RECORDS SHOWN
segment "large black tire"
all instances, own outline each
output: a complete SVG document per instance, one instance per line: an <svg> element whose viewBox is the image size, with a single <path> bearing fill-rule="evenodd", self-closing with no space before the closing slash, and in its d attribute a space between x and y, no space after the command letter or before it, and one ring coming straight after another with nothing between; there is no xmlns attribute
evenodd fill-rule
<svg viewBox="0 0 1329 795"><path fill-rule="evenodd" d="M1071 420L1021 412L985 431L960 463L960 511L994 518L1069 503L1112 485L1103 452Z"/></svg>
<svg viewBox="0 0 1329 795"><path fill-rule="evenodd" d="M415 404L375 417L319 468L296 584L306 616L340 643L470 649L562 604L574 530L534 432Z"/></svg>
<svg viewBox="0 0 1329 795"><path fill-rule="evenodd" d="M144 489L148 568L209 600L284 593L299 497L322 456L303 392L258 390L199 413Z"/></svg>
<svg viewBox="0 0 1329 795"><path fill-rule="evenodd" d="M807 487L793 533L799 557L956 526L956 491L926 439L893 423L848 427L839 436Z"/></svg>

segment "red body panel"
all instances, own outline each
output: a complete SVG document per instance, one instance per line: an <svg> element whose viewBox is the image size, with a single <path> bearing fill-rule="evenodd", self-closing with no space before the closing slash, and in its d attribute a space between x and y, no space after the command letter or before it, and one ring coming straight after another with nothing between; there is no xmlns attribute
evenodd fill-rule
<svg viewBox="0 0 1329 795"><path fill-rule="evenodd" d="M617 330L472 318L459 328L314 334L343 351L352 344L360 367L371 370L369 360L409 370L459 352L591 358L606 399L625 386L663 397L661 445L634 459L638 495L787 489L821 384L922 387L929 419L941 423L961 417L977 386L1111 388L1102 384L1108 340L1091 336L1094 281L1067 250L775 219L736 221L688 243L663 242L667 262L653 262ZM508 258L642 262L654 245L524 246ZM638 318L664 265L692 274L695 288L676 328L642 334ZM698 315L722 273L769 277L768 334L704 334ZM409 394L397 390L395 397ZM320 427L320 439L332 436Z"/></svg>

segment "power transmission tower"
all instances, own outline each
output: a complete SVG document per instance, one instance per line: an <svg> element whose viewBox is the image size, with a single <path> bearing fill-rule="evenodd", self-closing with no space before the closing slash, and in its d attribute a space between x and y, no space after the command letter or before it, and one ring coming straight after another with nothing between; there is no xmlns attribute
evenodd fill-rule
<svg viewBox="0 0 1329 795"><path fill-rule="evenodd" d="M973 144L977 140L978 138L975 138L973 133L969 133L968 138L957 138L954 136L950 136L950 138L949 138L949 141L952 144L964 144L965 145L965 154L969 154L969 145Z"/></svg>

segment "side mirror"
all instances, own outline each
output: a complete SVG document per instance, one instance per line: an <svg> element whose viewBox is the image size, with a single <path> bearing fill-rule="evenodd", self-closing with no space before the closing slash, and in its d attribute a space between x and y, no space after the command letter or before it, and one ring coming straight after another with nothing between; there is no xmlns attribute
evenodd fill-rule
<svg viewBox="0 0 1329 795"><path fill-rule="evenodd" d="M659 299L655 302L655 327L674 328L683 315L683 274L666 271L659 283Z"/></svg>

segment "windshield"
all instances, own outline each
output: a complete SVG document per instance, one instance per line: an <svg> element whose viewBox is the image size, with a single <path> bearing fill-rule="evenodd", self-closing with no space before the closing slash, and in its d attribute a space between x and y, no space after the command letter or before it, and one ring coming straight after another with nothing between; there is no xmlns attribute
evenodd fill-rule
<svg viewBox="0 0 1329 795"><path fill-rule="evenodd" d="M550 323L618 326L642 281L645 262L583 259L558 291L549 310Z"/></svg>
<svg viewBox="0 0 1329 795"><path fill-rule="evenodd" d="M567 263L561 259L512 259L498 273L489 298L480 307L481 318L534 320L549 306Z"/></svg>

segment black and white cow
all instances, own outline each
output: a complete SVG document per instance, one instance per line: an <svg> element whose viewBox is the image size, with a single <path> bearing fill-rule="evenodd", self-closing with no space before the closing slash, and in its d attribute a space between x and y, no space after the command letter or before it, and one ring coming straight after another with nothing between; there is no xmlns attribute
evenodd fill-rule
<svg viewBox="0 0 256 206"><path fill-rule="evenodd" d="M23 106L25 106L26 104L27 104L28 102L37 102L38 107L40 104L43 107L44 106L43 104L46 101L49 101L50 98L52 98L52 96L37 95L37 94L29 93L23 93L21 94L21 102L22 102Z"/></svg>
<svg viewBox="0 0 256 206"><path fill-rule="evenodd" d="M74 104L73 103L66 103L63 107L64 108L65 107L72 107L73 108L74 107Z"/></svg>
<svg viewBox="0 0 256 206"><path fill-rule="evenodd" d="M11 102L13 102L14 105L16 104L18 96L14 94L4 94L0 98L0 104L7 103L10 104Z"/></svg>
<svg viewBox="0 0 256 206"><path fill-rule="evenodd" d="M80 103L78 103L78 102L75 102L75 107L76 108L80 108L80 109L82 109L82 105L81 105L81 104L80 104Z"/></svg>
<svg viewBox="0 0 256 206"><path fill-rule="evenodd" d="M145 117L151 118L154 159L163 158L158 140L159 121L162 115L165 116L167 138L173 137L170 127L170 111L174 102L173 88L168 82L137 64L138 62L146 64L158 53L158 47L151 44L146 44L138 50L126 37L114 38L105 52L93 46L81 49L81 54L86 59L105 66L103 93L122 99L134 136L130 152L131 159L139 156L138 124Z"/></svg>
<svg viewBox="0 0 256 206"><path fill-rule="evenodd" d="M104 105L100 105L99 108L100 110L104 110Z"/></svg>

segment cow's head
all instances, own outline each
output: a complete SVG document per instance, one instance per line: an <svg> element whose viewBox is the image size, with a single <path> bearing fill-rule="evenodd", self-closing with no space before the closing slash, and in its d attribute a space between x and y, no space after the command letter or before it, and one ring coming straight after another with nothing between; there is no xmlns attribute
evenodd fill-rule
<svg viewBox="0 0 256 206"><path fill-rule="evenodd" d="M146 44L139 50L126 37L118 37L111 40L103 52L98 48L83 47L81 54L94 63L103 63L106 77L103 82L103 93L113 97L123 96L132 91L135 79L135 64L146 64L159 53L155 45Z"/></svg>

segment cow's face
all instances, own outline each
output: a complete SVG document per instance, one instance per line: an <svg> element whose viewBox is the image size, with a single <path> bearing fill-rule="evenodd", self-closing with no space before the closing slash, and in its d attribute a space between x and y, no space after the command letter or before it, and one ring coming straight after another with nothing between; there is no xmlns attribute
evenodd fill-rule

REQUIRED WORK
Please update the data above by changing every "own outline each" to "separate outline for each", and keep everything else the same.

FINISHED ANSWER
segment "large black tire"
all instances, separate outline for each
output: a complete SVG document per instance, one instance per line: an <svg> element whose viewBox is the image size, with a single <path> bearing fill-rule="evenodd", self-closing with no space before the closing slash, and in its d attribute a space between x and y, no space after the command letter or before it, and one ring coming straight after another with nothing between; there is no xmlns attribute
evenodd fill-rule
<svg viewBox="0 0 1329 795"><path fill-rule="evenodd" d="M1071 420L1021 412L985 431L960 463L960 511L994 518L1069 503L1112 485L1103 452Z"/></svg>
<svg viewBox="0 0 1329 795"><path fill-rule="evenodd" d="M415 404L375 417L319 468L296 584L306 616L340 643L470 649L562 604L574 530L534 432Z"/></svg>
<svg viewBox="0 0 1329 795"><path fill-rule="evenodd" d="M144 489L148 568L209 600L284 593L299 497L322 456L303 392L258 390L199 413Z"/></svg>
<svg viewBox="0 0 1329 795"><path fill-rule="evenodd" d="M807 487L793 533L799 557L956 526L956 491L926 439L893 423L848 427L839 436Z"/></svg>

segment "red body panel"
all instances, separate outline for each
output: a complete SVG document per instance, one instance per line: an <svg> element whose viewBox is the image size, with a single <path> bearing fill-rule="evenodd", self-closing with no space before the closing slash, and in its d attribute a space between x and y, no space after the command letter or before it, and one ring coming straight after another with nothing between; there is no xmlns attribute
evenodd fill-rule
<svg viewBox="0 0 1329 795"><path fill-rule="evenodd" d="M617 330L472 318L459 328L314 334L343 351L352 344L360 367L371 370L369 360L409 370L459 352L591 358L606 399L625 386L663 397L661 445L634 459L638 495L787 489L821 384L922 387L929 419L941 423L961 417L977 386L1111 388L1102 384L1108 340L1091 336L1094 281L1067 250L775 219L736 221L688 243L663 242L667 262L653 262ZM508 258L642 262L654 245L524 246ZM638 318L664 265L692 274L695 288L676 328L642 334ZM698 315L722 273L769 277L768 334L704 334ZM409 394L397 390L395 397ZM320 427L320 439L332 436Z"/></svg>

segment "power transmission tower"
all instances, separate outline for each
output: a complete SVG document per instance, one instance per line: an <svg> element whose viewBox is the image size, with a single <path> bearing fill-rule="evenodd", self-closing with no space before the closing slash, and in its d attribute a space between x and y, no space after the command letter or before it, and one ring coming straight after another with nothing between; there is no xmlns attribute
evenodd fill-rule
<svg viewBox="0 0 1329 795"><path fill-rule="evenodd" d="M973 144L977 140L978 138L975 138L973 133L969 133L968 138L957 138L954 136L950 136L950 138L949 138L949 141L952 144L964 144L965 145L965 154L969 154L969 145Z"/></svg>

segment "side mirror"
all instances, separate outline for each
output: a complete SVG document per instance, one instance per line: an <svg> element whose viewBox is the image size, with a single <path> bearing fill-rule="evenodd", self-closing with no space before the closing slash, and in its d attribute a space between x and y, no space after the command letter or before it, and one ring coming straight after another with nothing between; there is no xmlns attribute
evenodd fill-rule
<svg viewBox="0 0 1329 795"><path fill-rule="evenodd" d="M659 299L655 302L655 327L674 328L683 315L683 274L666 271L659 283Z"/></svg>

segment "windshield"
all instances, separate outline for each
output: a complete SVG document per instance, one instance per line: an <svg> element whose viewBox is the image size, with a single <path> bearing fill-rule="evenodd", self-closing with no space before the closing slash, and in its d attribute a space between x and y, no space after the command letter or before it, and one ring coming straight after another with nothing between; there is no xmlns attribute
evenodd fill-rule
<svg viewBox="0 0 1329 795"><path fill-rule="evenodd" d="M550 323L618 326L642 281L645 262L583 259L558 291L549 310Z"/></svg>
<svg viewBox="0 0 1329 795"><path fill-rule="evenodd" d="M567 263L561 259L512 259L498 273L489 298L480 307L481 318L534 320L549 306Z"/></svg>

segment black and white cow
all instances, separate outline for each
output: a complete SVG document per instance, one instance per line: an <svg> element whose viewBox is the image size, with a single <path> bearing fill-rule="evenodd", self-closing with no space before the closing slash, and in its d attribute a space between x and y, no space after the command letter or before it, and one ring coming straight after another with nothing between; there is no xmlns attribute
evenodd fill-rule
<svg viewBox="0 0 256 206"><path fill-rule="evenodd" d="M23 106L25 106L26 104L27 104L28 102L37 102L38 107L40 104L43 107L44 106L43 104L46 101L49 101L50 98L52 98L52 96L37 95L37 94L29 93L23 93L21 94L21 102L22 102Z"/></svg>
<svg viewBox="0 0 256 206"><path fill-rule="evenodd" d="M74 104L73 103L66 103L63 107L64 108L65 107L72 107L73 108L74 107Z"/></svg>
<svg viewBox="0 0 256 206"><path fill-rule="evenodd" d="M11 102L13 102L14 105L16 104L18 96L14 94L4 94L0 98L0 104L7 103L10 104Z"/></svg>
<svg viewBox="0 0 256 206"><path fill-rule="evenodd" d="M80 103L78 103L78 102L75 102L75 107L76 108L80 108L80 109L82 109L82 105L81 105L81 104L80 104Z"/></svg>
<svg viewBox="0 0 256 206"><path fill-rule="evenodd" d="M145 117L151 118L154 159L163 158L158 140L159 121L162 115L165 116L167 138L173 137L170 127L170 111L174 102L173 88L168 82L137 64L138 62L146 64L158 53L158 47L151 44L146 44L138 50L126 37L114 38L105 52L93 46L81 49L81 54L86 59L105 66L103 93L122 99L134 136L130 152L131 159L139 156L138 124Z"/></svg>
<svg viewBox="0 0 256 206"><path fill-rule="evenodd" d="M104 105L100 105L99 108L100 110L104 110Z"/></svg>

segment cow's head
all instances, separate outline for each
output: a complete SVG document per instance, one instance per line: an <svg> element whose viewBox is the image size, with a single <path> bearing fill-rule="evenodd", self-closing with no space before the closing slash, and in its d attribute a space between x and y, no space after the command letter or before it, and one ring coming straight after another with nothing between; there is no xmlns attribute
evenodd fill-rule
<svg viewBox="0 0 256 206"><path fill-rule="evenodd" d="M146 44L139 50L126 37L118 37L111 40L103 52L98 48L83 47L81 54L94 63L103 63L106 77L103 82L103 93L113 97L123 96L132 91L135 79L135 64L146 64L159 53L155 45Z"/></svg>

segment cow's face
all instances, separate outline for each
output: a complete SVG document per instance, one instance per line: an <svg> element whose viewBox is the image size, with a single <path> bearing fill-rule="evenodd", self-closing with no space before the closing slash, and in its d attribute a space between x and y, no space after the command letter or before it, and one ring coming straight after another with nothing between; there is no xmlns attribute
evenodd fill-rule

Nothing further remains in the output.